- EXERCISE REQUIREMENTS:
Name every opioid that the passage on the opioid epidemic below identifies as most commonly linked to these addictions and deaths.

** Opening QUOTED PASSAGE block **

Last updated: August 3, 2020
With the opioid crisis being declared a “public health emergency,” by president Trump it leaves many people wondering how did opiate addiction spiral so far out of control?
The Center for Disease Control estimates that over 180,000 people have been casualties of the opiate epidemic from 1999 to 2015, with the highest rates being for those aged 25 to 54 years of age. This past year estimates from the CDC show that 53,000 died from opioid overdose almost a third of the previous fifteen years combined. While those are the fatalities linked to opioid overdose, the CDC estimated that in 2014 alone more than 2 million Americans abused or were dependent on prescription opioids. The most common opioids linked to these addictions and deaths were Methadone, Oxycodone, and Hydrocodone.
What factors have contributed to the current epidemic?
Such an increase over the years, caused many people to wonder. How did it all begin? One of the starting points of America’s increase in opioid use would be when Purdue Pharma, a family-owned pharmaceutical company based out of Stamford, Connecticut, received a patent of one of the most widely abused and distributed opioids, Oxycotin. After first hitting the market in 1996, Oxycontin turned into a billion-dollar industry in just four years.

** Closing QUOTED PASSAGE block **
** Opening AVAILABLE DATA block **

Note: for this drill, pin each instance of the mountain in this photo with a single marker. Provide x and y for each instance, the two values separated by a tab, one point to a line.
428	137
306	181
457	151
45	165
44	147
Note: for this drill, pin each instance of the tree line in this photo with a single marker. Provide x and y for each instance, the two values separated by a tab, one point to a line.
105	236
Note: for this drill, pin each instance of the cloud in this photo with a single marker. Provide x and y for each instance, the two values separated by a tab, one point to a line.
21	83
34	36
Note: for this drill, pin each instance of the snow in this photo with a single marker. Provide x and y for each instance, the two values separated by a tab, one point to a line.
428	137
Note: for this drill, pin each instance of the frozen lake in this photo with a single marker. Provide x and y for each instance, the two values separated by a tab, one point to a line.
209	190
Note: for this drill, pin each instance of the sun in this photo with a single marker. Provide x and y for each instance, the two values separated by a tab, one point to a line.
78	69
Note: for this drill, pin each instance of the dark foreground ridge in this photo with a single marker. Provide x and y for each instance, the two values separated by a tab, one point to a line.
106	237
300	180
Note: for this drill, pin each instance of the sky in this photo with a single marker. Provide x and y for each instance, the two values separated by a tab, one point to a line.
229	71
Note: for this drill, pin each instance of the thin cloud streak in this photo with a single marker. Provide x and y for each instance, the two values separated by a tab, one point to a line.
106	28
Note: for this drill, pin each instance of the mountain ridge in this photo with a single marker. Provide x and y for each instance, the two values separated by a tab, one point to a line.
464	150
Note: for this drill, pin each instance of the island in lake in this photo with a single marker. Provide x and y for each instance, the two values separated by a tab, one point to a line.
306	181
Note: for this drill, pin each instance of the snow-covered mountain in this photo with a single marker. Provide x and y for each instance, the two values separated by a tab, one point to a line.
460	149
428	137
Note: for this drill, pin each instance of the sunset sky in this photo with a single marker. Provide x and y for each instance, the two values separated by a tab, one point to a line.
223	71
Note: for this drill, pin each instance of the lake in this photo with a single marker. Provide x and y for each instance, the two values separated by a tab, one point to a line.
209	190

** Closing AVAILABLE DATA block **

- ANSWER:
Methadone, Oxycodone, and Hydrocodone.